> EXERCISE GOAL
Reproduce nothing but the closing run of lines: the line with "Target: patterned throw pillow" and each line that follows it to the end of the data.

*** PROVIDED INFORMATION ***

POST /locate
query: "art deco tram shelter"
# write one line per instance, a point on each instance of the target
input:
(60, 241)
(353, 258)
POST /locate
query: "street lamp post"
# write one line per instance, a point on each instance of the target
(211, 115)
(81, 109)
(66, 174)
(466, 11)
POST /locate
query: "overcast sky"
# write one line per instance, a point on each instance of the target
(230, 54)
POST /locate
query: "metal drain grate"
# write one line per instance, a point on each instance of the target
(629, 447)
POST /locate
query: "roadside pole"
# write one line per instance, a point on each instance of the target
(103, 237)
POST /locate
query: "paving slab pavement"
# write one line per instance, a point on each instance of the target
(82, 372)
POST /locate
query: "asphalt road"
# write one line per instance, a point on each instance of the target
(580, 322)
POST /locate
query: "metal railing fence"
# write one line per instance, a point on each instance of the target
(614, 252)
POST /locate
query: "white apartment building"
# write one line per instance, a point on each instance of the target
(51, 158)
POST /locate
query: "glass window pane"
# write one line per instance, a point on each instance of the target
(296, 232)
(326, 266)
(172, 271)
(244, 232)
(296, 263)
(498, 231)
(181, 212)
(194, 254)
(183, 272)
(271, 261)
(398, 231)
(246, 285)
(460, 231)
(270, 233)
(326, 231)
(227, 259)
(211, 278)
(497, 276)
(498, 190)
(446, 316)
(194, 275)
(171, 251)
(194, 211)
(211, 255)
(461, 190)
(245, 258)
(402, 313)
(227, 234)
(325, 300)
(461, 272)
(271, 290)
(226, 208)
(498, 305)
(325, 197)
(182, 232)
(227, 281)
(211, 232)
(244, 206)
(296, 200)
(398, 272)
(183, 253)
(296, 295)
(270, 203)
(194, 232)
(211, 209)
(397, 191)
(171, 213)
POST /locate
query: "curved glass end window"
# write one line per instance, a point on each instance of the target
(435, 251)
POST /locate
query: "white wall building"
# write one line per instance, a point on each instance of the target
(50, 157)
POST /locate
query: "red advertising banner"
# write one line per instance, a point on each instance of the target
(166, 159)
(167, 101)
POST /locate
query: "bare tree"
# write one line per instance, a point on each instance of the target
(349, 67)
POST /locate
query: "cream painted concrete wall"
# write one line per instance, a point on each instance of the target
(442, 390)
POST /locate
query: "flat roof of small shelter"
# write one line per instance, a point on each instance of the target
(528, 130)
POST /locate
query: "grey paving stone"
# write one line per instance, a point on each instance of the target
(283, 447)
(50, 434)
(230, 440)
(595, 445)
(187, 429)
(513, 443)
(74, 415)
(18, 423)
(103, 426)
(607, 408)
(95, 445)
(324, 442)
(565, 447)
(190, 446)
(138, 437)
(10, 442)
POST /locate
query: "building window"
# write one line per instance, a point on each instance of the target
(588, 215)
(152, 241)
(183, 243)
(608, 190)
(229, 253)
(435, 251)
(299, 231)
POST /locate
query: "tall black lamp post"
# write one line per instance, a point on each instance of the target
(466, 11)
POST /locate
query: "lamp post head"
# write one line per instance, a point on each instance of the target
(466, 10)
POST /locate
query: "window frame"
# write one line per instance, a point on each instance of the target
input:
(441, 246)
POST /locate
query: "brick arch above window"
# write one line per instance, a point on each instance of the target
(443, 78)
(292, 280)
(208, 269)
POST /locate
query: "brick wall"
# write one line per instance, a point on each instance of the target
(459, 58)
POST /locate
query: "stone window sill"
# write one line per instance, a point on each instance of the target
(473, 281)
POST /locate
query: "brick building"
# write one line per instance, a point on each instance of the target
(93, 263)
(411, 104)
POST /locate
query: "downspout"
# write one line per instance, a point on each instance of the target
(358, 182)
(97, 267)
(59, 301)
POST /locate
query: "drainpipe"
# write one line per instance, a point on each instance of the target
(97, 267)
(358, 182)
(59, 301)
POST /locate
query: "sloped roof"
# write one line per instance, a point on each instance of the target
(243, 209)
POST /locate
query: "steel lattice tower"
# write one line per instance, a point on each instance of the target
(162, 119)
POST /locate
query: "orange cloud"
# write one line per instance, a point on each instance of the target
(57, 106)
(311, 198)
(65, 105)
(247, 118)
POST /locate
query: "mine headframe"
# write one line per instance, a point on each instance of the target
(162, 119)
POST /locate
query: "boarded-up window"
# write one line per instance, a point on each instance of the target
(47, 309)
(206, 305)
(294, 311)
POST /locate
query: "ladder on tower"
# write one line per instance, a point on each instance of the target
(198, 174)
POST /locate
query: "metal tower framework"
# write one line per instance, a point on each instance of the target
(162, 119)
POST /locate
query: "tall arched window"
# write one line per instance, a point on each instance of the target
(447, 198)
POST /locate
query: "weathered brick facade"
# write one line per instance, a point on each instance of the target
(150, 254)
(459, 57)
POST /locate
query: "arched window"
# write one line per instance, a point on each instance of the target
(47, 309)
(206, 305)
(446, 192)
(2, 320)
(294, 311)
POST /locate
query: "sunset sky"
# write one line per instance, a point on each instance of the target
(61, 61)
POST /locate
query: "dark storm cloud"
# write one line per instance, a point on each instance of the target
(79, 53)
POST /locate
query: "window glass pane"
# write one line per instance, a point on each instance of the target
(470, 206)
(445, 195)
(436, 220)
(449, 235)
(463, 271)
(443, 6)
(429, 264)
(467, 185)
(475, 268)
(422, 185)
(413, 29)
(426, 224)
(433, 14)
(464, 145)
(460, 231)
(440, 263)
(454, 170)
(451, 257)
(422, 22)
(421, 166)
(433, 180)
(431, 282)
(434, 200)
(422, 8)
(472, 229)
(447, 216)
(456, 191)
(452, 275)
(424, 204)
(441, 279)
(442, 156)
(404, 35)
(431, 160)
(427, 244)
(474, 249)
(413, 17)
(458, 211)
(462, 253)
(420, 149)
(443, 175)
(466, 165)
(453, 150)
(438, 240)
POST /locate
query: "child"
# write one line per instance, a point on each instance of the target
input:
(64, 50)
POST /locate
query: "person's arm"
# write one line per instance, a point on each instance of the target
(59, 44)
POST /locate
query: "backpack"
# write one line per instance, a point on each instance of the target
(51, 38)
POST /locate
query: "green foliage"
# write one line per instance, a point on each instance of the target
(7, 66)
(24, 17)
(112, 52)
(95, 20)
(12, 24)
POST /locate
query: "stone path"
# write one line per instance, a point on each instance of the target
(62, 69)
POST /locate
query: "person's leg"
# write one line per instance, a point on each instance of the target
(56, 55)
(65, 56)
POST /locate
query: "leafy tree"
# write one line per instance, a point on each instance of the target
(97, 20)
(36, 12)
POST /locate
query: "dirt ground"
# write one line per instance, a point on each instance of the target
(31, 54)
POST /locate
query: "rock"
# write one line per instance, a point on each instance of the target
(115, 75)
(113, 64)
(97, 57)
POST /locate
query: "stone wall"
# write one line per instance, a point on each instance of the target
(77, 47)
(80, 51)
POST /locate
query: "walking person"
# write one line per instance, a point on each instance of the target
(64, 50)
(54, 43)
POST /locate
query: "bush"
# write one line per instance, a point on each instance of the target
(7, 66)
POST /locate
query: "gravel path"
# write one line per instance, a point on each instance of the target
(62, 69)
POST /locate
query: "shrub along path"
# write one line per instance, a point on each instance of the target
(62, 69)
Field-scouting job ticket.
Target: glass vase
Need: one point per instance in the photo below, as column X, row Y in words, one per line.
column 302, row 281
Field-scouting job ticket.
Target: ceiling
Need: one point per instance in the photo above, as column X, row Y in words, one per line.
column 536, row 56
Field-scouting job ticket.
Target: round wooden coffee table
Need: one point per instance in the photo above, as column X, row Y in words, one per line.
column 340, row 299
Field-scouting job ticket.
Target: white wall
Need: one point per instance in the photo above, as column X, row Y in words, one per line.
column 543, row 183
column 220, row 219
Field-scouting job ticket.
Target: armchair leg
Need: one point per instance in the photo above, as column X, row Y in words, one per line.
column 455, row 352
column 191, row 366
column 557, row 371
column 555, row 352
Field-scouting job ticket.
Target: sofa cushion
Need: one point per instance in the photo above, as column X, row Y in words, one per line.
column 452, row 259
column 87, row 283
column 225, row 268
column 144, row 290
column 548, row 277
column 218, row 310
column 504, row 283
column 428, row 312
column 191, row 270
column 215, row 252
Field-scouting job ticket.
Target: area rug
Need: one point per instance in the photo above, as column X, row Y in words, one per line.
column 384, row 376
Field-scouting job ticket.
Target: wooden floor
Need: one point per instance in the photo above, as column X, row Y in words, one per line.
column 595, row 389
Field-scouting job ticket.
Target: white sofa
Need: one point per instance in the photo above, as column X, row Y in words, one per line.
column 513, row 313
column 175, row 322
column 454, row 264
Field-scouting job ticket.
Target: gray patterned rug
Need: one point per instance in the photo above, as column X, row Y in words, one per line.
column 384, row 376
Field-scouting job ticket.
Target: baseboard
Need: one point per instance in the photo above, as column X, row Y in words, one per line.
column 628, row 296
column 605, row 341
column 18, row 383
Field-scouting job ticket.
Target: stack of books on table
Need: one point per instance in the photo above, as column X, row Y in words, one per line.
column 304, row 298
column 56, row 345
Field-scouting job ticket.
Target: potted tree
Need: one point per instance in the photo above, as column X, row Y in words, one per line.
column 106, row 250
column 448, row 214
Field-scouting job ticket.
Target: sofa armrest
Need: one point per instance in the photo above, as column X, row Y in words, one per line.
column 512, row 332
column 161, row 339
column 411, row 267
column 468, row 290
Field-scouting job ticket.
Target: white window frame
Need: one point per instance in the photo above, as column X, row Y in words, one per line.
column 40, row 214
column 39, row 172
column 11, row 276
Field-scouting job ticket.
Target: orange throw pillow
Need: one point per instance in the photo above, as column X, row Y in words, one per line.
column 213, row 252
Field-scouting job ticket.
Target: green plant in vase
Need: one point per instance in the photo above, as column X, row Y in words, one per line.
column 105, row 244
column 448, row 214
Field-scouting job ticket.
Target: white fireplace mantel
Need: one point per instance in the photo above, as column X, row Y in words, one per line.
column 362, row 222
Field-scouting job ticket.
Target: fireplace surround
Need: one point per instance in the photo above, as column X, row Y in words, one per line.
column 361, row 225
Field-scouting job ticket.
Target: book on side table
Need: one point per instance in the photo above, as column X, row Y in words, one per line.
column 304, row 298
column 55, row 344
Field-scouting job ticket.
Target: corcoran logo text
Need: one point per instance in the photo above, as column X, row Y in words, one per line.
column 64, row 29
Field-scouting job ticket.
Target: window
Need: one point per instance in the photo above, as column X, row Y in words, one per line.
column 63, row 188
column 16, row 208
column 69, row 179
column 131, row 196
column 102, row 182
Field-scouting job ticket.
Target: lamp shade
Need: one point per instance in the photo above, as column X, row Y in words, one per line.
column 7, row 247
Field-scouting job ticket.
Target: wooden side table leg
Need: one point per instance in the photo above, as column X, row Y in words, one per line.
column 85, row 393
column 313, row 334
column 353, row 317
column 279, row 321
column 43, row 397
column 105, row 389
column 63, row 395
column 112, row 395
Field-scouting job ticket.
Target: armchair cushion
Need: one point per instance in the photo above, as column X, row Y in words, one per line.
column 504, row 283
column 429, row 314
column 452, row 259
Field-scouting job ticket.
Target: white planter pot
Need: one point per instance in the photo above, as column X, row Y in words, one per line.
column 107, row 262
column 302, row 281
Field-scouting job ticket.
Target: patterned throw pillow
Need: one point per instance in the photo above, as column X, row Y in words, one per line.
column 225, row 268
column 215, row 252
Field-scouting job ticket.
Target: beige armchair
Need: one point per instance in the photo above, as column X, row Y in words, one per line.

***

> ANSWER TO THE EXERCISE
Target: patterned throw pillow
Need: one point per instance in the photo above, as column X, row Y in words, one per line.
column 225, row 268
column 215, row 252
Field-scouting job ticket.
Target: beige armchair
Need: one point per instance in the photo above, as column X, row Y in words, one per line.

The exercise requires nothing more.